Problem statement:
An exact copy of every record is the expected answer.

(Point-per-instance localization data)
Content starts

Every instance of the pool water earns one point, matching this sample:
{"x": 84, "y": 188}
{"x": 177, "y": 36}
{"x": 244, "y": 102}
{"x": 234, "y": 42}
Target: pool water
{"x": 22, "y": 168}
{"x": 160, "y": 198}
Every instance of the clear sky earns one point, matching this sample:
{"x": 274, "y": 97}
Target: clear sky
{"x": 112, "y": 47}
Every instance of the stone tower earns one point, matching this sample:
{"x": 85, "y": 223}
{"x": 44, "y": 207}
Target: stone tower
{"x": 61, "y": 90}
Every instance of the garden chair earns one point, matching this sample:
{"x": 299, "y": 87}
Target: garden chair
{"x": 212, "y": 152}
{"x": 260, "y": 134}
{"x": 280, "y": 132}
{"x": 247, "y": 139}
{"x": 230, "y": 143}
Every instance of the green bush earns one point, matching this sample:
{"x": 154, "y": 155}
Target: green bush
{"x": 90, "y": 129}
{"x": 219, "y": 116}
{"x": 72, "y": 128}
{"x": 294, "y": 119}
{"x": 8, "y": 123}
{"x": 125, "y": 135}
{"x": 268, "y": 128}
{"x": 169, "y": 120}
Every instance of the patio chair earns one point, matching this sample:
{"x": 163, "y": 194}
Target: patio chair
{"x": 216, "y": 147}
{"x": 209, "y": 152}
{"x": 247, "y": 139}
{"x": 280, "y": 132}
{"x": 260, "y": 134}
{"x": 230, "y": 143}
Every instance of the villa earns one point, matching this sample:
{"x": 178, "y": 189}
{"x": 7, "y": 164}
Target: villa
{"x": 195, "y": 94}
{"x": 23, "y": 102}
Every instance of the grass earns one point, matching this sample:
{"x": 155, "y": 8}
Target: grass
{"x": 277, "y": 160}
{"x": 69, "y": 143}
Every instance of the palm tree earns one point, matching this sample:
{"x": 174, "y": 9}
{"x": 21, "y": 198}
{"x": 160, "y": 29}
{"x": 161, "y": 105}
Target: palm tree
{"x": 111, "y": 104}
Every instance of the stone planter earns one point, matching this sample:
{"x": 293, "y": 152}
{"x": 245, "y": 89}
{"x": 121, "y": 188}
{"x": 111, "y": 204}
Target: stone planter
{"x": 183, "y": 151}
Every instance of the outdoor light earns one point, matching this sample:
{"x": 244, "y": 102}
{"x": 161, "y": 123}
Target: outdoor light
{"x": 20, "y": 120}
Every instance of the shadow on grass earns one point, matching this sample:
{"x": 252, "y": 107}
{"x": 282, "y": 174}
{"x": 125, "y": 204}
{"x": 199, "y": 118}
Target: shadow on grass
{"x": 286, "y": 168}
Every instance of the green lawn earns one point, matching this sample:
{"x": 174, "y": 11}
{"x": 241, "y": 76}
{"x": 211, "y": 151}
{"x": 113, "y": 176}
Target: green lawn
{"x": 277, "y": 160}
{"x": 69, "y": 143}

Content ends

Exercise response:
Every instance of the pool water earns one point, matching this sample:
{"x": 84, "y": 188}
{"x": 177, "y": 36}
{"x": 244, "y": 102}
{"x": 234, "y": 42}
Target: pool water
{"x": 22, "y": 168}
{"x": 160, "y": 198}
Every instance of the clear sky earns one point, matching this sample:
{"x": 274, "y": 97}
Target: clear sky
{"x": 112, "y": 47}
Every instance of the stone tower earns one point, matching this sample:
{"x": 85, "y": 223}
{"x": 44, "y": 207}
Target: stone tower
{"x": 61, "y": 90}
Every instance of the garden chair earns one point, matching this sample:
{"x": 299, "y": 87}
Target: garden chair
{"x": 212, "y": 152}
{"x": 260, "y": 134}
{"x": 280, "y": 132}
{"x": 247, "y": 139}
{"x": 230, "y": 143}
Every instance of the green bush earns one point, matching this sample:
{"x": 154, "y": 155}
Target: green bush
{"x": 90, "y": 129}
{"x": 219, "y": 116}
{"x": 72, "y": 128}
{"x": 294, "y": 119}
{"x": 8, "y": 123}
{"x": 125, "y": 135}
{"x": 268, "y": 128}
{"x": 169, "y": 120}
Every instance of the patio chair earns one point, matching this sample:
{"x": 163, "y": 194}
Target: patio chair
{"x": 216, "y": 147}
{"x": 209, "y": 152}
{"x": 247, "y": 139}
{"x": 280, "y": 132}
{"x": 260, "y": 134}
{"x": 230, "y": 143}
Every instance of the villa earns one point, matching this sample:
{"x": 178, "y": 189}
{"x": 7, "y": 164}
Target: villa
{"x": 195, "y": 94}
{"x": 23, "y": 102}
Every instance of the grass earns one point, matching this sample:
{"x": 155, "y": 8}
Target: grass
{"x": 277, "y": 160}
{"x": 69, "y": 143}
Every instance of the palm tree earns one point, matching this sample:
{"x": 174, "y": 9}
{"x": 21, "y": 198}
{"x": 160, "y": 29}
{"x": 161, "y": 105}
Target: palm tree
{"x": 111, "y": 104}
Every instance of the stone planter earns one point, matching this sample:
{"x": 293, "y": 152}
{"x": 245, "y": 89}
{"x": 121, "y": 188}
{"x": 111, "y": 204}
Target: stone planter
{"x": 183, "y": 151}
Every instance of the outdoor light earns one point, matching this sample:
{"x": 244, "y": 102}
{"x": 161, "y": 123}
Target: outdoor light
{"x": 20, "y": 120}
Every instance of the shadow on grass earns one point, matching this sample:
{"x": 252, "y": 107}
{"x": 282, "y": 174}
{"x": 125, "y": 204}
{"x": 199, "y": 118}
Target: shadow on grass
{"x": 286, "y": 168}
Every instance of the green lawn earns one point, matching this sample:
{"x": 174, "y": 11}
{"x": 241, "y": 76}
{"x": 211, "y": 151}
{"x": 113, "y": 176}
Target: green lawn
{"x": 277, "y": 160}
{"x": 69, "y": 143}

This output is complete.